LISTED ENTRIES: Begin
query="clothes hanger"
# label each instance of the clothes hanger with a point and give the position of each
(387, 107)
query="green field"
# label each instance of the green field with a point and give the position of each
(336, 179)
LISTED ENTRIES: End
Write the listing out again so that nothing in it differs from the original.

query="clothes hanger"
# label each instance of the clothes hanger with a point and give the position of each
(387, 107)
query="green field"
# label each instance of the green field with a point and give the position of each
(336, 179)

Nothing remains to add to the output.